### Tekstfragment
========
Via Zwanenburg en het recreatiegebied Spaarnwoude kom ik bij de veerpont die me over het Noorzeekanaal zal zetten. Deze gratis overtocht waarbij het i.v.m. de Covidmaatregelen verplicht is de helm dicht te houden, duurt wel 2 minuten. Heeft de Kymco, die het overigens voortreffelijk doet met extra bagage en tegenwind, ook even rust. Och, we zijn er alweer; starten maar en gas erop. Mycko doet het zonder te protesteren.

Via het polderlandschap van de Westzaan, de Beemster, Wormerveer rij ik via Westknollendam, Zuidschemer, Stompetoren, Het Kruis, Kabel en Draai (waar halen ze de namen vandaan?) naar Opmeer. Vervolgens richting het oosten naar Enkhuizen. Eindelijk komt de wind aan de zijkant en ben ik van de tegenwind af. Het is al half zes als ik in de buurt van Wognum stop om een camping te zoeken via Google. Ik vind er een in Oostwoud en rijd daar naar toe. Er is plaats op het tentenveld en daar sla ik deze nacht mijn bivak op voor een welverdiende nachtrust voor Mycko & myself.


Na een opwarmmaaltijd van kip 'tering jakkie', zoals ik dit altijd zelf benoem, loop ik vanaf de camping Oostwoud in en neem daar wat sfeerbeelden.

Voor vandaag houd ik het voor gezien. Een rit van 248 kilometer met bijna constante tegenwind van 2 tot 3 Beaufort heeft mij in de koude kleren komen te zitten. De Kymco heeft zich kranig gedragen met de wind en de extra bagage. Na het contact met het thuisfront wacht ik tot het een beetje donker is en probeer dan te slapen. Morgen naar Friesland.

Zondag 25 april 2021
Het is een koude nacht geweest. Slechts 3 graden boven nul en dat was in het tentje te merken. De nachtrust verliep niet geheel zonder af-en-toe wakker te worden door de kou en ook een vlagerige wind droeg niet bij aan de nachtrust. Overigens is het wel een hele stille camping. Zelf nauwelijks last van het vliegverkeer van Schiphol, maar dat kan ook door de verminderde vluchten komen. Om 07.15 sta ik op en ga meteen douchen om op te warmen. De koude nacht is een aanslag op mijn gevorderde mid-life gestel. Het is zwaar bewolkt en de vlagerige wind is alleen toegenomen. Even wat water koken voor thee en een broodje eten. Daarna het boeltje ingepakt en op de bromscooter vast gemaakt. Iets voor negen uur vertrek ik vanaf de camping in de richting van Enkhuizen.
========
### Te onderzoeken gegevens
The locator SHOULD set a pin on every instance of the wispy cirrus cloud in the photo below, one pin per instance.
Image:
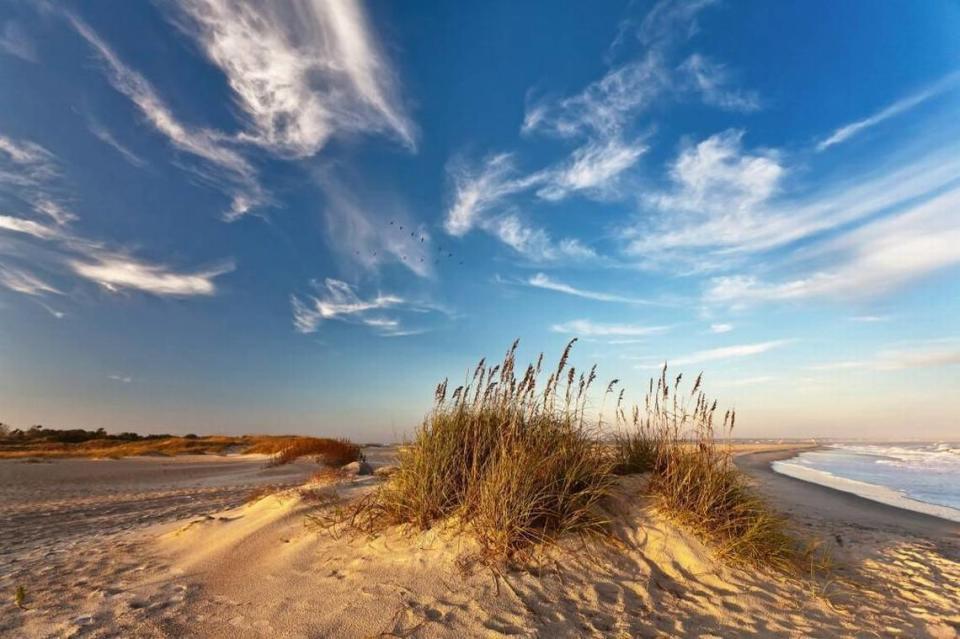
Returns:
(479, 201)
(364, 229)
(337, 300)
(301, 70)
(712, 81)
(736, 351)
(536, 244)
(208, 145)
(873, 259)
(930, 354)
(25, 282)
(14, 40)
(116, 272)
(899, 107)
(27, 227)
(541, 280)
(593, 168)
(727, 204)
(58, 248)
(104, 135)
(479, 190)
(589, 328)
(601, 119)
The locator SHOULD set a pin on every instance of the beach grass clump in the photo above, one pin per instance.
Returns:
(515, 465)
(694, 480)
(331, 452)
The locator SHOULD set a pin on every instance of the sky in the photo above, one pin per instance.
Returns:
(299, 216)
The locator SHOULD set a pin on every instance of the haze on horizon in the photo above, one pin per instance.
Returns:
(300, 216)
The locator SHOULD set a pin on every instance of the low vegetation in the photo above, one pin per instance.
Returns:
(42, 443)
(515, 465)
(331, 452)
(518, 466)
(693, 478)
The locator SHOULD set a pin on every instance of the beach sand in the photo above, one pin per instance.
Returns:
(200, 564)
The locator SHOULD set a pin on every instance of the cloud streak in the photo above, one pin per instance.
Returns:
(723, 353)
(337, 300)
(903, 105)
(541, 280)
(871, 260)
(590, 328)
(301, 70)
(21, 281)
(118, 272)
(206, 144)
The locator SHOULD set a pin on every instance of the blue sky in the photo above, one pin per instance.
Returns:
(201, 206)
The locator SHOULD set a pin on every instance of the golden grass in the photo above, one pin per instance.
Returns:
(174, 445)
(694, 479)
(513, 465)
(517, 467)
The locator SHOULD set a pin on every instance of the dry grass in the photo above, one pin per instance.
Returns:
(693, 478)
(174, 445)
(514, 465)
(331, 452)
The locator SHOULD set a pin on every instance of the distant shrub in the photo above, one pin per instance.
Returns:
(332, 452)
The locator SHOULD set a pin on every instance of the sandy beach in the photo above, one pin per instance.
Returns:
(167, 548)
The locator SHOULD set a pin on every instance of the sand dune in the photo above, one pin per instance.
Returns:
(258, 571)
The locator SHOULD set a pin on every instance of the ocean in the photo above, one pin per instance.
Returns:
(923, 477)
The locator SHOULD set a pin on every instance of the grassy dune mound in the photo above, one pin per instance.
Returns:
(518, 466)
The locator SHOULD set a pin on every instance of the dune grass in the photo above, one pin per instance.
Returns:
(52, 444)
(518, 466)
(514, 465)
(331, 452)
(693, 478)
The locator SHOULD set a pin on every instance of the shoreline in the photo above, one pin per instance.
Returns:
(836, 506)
========
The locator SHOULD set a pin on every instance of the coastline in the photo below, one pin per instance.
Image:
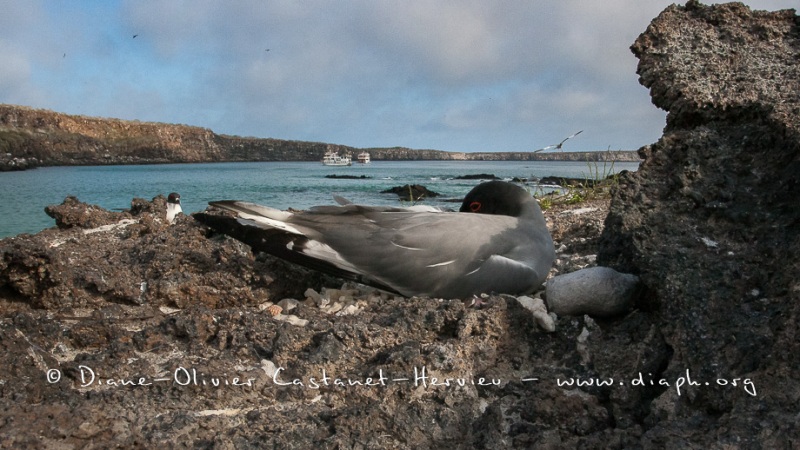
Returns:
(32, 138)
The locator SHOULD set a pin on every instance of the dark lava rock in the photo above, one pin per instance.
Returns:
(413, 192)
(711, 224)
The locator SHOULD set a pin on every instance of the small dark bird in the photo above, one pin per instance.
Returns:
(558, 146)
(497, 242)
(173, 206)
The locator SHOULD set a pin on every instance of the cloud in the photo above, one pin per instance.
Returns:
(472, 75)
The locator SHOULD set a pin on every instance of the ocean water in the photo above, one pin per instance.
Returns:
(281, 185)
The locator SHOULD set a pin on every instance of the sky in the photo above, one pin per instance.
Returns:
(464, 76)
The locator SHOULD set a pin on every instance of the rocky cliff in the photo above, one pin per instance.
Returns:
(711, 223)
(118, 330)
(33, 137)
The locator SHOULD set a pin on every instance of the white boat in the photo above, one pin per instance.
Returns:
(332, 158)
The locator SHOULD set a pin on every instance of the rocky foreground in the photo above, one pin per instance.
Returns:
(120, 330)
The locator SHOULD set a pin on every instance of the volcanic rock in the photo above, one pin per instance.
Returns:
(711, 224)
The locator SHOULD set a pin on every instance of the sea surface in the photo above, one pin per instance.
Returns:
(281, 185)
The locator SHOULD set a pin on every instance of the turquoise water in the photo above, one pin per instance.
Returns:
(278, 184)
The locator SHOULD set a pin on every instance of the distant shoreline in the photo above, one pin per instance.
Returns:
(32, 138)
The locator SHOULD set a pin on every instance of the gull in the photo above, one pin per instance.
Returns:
========
### Opdrachten
1. Bewerk het reisverslag: schrijf alles van "Zondag 25 april" tot en met "richting van Enkhuizen." opnieuw uit en zet daarin "kampeerterrein" in de plaats van "camping".
2. Hoeveel graden boven nul was het volgens het reisverslag in de koude nacht die bij zondag 25 april 2021 beschreven wordt?

### Uitwerkingen
1.
Zondag 25 april 2021
Het is een koude nacht geweest. Slechts 3 graden boven nul en dat was in het tentje te merken. De nachtrust verliep niet geheel zonder af-en-toe wakker te worden door de kou en ook een vlagerige wind droeg niet bij aan de nachtrust. Overigens is het wel een hele stille kampeerterrein. Zelf nauwelijks last van het vliegverkeer van Schiphol, maar dat kan ook door de verminderde vluchten komen. Om 07.15 sta ik op en ga meteen douchen om op te warmen. De koude nacht is een aanslag op mijn gevorderde mid-life gestel. Het is zwaar bewolkt en de vlagerige wind is alleen toegenomen. Even wat water koken voor thee en een broodje eten. Daarna het boeltje ingepakt en op de bromscooter vast gemaakt. Iets voor negen uur vertrek ik vanaf de kampeerterrein in de richting van Enkhuizen.

2. Slechts 3 graden boven nul.